TASK BRIEF:
Give back the full set of entries exactly, keeping each line intact.

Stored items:

______________________________

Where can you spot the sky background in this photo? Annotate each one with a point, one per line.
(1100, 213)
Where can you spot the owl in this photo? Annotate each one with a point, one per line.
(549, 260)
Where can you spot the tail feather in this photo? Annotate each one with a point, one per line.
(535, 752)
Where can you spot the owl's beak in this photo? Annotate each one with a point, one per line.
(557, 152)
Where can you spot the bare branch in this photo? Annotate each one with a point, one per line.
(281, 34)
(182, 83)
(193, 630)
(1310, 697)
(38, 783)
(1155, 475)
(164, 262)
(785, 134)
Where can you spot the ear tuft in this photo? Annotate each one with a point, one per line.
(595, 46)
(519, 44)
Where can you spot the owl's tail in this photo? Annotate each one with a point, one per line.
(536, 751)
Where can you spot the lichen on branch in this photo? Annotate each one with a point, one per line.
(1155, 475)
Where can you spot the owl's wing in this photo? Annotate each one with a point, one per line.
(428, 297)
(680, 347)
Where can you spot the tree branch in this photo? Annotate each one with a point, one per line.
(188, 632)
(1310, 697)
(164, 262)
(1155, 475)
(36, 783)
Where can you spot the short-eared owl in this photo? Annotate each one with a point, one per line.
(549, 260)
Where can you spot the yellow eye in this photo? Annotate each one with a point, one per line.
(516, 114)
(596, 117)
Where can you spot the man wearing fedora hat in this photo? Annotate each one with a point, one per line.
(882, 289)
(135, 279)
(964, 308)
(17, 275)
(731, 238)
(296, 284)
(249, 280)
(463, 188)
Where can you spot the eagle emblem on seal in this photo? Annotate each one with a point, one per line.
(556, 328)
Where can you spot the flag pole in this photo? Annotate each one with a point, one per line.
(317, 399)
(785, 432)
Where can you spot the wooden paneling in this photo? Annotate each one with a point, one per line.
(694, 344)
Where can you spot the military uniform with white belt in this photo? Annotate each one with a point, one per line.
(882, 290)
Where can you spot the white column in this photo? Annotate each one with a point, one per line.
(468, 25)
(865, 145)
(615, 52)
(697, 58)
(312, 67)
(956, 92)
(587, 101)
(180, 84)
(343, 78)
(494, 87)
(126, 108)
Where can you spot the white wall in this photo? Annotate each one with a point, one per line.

______________________________

OUTPUT OF THE TASK:
Where can you spot the sky background in this photo? Annotate each one with a point, one per line.
(1100, 213)
Where can you spot the owl in this photo? Annotate each one with a point, one per line.
(549, 260)
Where can you spot the tail feather in this photo? Annotate each one with a point, one per line.
(535, 752)
Where can you spot the owl's beak in this photo? Annotate each one with a point, one per line.
(557, 152)
Where can you spot the bare branch in this photo? Annotate each one with a point, one per line.
(281, 34)
(182, 83)
(193, 630)
(1310, 697)
(38, 783)
(1155, 475)
(164, 262)
(785, 134)
Where can you spot the ear tuft in this photo? Annotate each one with a point, one per line.
(595, 46)
(519, 44)
Where can you spot the owl's tail in this photo? Annotate each one with a point, one per line.
(536, 751)
Where can you spot the lichen on branch in this photo? Annotate each one with a point, one per line.
(1155, 475)
Where can you spot the owl's wing in this photo? Annotate each one with a point, one per line.
(428, 297)
(680, 347)
Where can you spot the tree branch in this photo? Annotate each one with a point, one per line.
(188, 632)
(1310, 697)
(164, 262)
(1155, 475)
(36, 783)
Where can you spot the short-eared owl in this photo? Annotate each one with a point, one per line.
(549, 260)
Where can you spot the yellow eye in this photo? Annotate each one with a point, one per line.
(516, 114)
(596, 117)
Where can you spot the man wearing fedora hat in this photo? Annotate each one with a point, one per line.
(882, 289)
(135, 279)
(964, 308)
(17, 275)
(731, 238)
(296, 284)
(249, 280)
(463, 188)
Where can you spot the eagle emblem on seal in this photo? Annotate each one with a point, one per line.
(556, 328)
Where can you spot the flag pole in this photo? Annotate each one with a point, one per line.
(317, 399)
(785, 432)
Where can you spot the wooden paneling in this photo? Annotate each one with a point, one per line.
(694, 344)
Where can you spot the military uniform with white belt in this photo? Annotate each one with a point, one per line.
(882, 290)
Where can you spot the white column in this photo? Annotate each one with a point, one per line.
(468, 25)
(865, 145)
(615, 52)
(697, 58)
(312, 67)
(956, 92)
(587, 101)
(180, 84)
(343, 78)
(494, 87)
(126, 108)
Where can you spot the white wall in this photo? Annotate each one with a point, one per line.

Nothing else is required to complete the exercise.